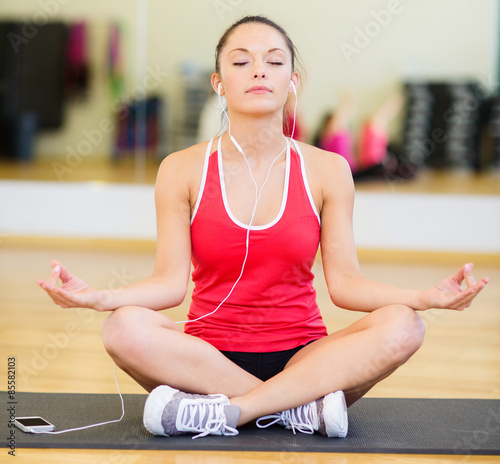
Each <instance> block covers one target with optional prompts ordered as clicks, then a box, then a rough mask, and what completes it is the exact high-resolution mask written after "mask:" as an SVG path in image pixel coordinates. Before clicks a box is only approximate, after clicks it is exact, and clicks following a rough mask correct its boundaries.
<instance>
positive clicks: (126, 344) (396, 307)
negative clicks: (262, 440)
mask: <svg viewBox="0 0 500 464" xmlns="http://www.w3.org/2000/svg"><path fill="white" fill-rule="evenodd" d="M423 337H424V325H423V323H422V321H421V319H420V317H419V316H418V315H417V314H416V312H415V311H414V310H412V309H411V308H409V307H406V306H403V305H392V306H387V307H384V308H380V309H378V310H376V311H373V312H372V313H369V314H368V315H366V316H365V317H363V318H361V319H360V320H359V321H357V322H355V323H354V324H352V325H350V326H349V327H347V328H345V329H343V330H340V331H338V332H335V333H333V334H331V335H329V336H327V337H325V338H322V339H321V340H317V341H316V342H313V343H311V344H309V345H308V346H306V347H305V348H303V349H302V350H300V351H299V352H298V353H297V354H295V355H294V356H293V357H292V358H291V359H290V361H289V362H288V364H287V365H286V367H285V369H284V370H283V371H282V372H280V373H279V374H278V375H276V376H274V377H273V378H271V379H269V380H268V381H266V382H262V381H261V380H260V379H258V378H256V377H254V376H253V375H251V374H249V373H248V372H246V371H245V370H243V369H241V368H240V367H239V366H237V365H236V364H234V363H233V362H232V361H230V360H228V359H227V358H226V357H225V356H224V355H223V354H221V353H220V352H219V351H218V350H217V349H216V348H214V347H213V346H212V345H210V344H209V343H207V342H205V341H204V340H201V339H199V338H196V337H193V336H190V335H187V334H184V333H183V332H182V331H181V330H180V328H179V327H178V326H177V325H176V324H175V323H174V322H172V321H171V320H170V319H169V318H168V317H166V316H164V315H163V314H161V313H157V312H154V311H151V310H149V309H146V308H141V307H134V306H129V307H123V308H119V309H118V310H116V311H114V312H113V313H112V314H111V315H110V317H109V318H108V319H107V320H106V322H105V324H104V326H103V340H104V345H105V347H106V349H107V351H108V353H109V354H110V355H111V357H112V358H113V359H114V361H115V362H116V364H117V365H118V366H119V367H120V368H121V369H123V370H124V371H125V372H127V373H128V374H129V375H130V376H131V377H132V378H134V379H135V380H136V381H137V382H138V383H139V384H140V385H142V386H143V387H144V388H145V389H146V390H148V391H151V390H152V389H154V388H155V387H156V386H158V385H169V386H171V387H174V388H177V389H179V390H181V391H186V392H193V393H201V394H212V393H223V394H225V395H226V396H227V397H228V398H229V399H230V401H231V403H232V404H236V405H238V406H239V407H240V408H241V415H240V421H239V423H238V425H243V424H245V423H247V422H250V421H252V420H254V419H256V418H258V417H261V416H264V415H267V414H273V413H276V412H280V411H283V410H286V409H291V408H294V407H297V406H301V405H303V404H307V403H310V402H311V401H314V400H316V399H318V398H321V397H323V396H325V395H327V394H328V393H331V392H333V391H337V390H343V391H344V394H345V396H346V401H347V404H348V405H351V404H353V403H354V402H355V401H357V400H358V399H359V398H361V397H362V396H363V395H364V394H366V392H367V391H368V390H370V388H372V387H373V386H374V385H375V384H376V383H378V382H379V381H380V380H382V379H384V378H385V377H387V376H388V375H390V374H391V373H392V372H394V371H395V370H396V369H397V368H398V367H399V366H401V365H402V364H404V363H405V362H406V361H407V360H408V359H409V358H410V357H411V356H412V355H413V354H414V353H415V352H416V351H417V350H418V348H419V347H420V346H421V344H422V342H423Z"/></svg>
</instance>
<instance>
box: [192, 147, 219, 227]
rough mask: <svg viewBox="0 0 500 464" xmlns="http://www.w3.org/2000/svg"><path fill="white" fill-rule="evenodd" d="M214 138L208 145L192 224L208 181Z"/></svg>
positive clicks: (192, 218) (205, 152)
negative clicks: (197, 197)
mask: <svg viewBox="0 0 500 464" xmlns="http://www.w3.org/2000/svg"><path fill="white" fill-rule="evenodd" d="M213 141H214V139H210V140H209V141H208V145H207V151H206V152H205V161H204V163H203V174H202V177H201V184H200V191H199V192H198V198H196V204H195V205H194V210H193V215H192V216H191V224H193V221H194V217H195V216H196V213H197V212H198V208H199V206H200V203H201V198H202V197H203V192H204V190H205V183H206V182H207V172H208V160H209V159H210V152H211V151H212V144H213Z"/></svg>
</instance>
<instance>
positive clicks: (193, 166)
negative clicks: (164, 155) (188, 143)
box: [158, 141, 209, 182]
......
## OPDRACHT
Tel de regels van de records die met het woord "negative" beginnen. Geef alleen het aantal.

## ANTWOORD
3